Given instruction 1. Quote the cluster article from "Another issue I" up to and including "when I update.".
Given instruction 2. Write what follows next in the cluster article, picking up after its last sentence.

Given passage.
=====

Friday 8 March 2013

A RHEL 6/Centos 6 HA Cluster for LAN Services switching to EXT4 (Part 3)

The Startup and Shutdown Problem
When I was having issues on my cluster, I found it frustrating that the cluster would come up during a node reboot. It was overly time consuming to have to boot single user and chkconfig services out (I know there is the "nocluster" kernel boot flag but it doesn't include DRBD). I'd prefer to have a completely "up" full multiuser system before it even thinks about cluster services, this makes repairing it easier.

Another issue I have is my service dependency of "clvmd" on "drbd" (I described and setup in my original GFS2 cluster setup blog) keeps being overwritten by updates. Which is annoying and I often forgot to reset it when I update.

Also I found I wanted a greater level of paranoia in my startup scripts before starting cluster services. For example, I had issues in the past with GFS2 starting on a not fully sync'd up DRBD (generated oops's). This was likely due to just the overhead of the rebuild but I decided I'd like a fully up to date DRBD on a node before starting services (even though I'm now using ext4). DRBD doesn't generally take long to sync up as it can determine changed blocks quickly (a few minutes) ( I guess, providing a node hasn't been down too long).

So I decided to cut through all this and create my own startup and stop script to meet my needs.

The second major issue I have with my new demand mounted cluster setup is that filesystems shared out via NFS have a nasty habit of not umounting when the service is stopped. Sometimes they successfully umount two odd minutes after the service has stopped. Restarting the "nfs" service usually frees them. I have found this is pretty much true, but they can stick.

A filesystem not umounting wasn't such a big deal with GFS2 as we are allowed to have the filesystem mounted on both nodes. But with our ext4 filesystem this is a big no no. So this can stop us flipping the service to a new node.

A service when stopped will get marked as failed if it fails to umount a file system. There isn't really a lot of choice in this situation. We can either restart this service on it's original node (though it will need to be disabled again and prudence would suggest the "-m" flag in "clusvcadm" when re-enabling it on it's original home node to force it to the correct node). Starting the service on the node that doesn't have the hung mount will cause the filesystem to be mounted twice on different nodes and will likely result in a file system corruption (a double disable using clusvcadm removes the cluster checking that it isn't mounted anywhere). So high levels of care and checking are needed in this situation (check where your mounts are on which nodes).

=====

Information supplied.
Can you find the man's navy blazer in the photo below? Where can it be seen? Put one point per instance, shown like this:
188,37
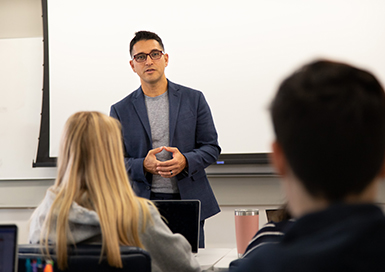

=====

Expected output 1.
Another issue I have is my service dependency of "clvmd" on "drbd" (I described and setup in my original GFS2 cluster setup blog) keeps being overwritten by updates. Which is annoying and I often forgot to reset it when I update.

Expected output 2.
The only other choice is to hard halt the node with the stuck mount. This is really the only option when shutting a system down with a hung mount. We have to ensure that the DRBD storage is in an unused state before the "drbd" service will cleanly stop. If we just continue shutting down with a hung filesytem, the drbd will fail to stop and at some point in the process the network between the nodes will be shutdown (as in both sides could be changing the storage without the other knowing) . This could result in a split brain (depending on what the other node is doing). A hard halt is nasty but your storage is really more important than anything else.

Of course the other option would be a setup where the DRBD is in Primary/Secondary, but I resent having a high performance node sitting there doing nothing when it could be doing some load balancing for me.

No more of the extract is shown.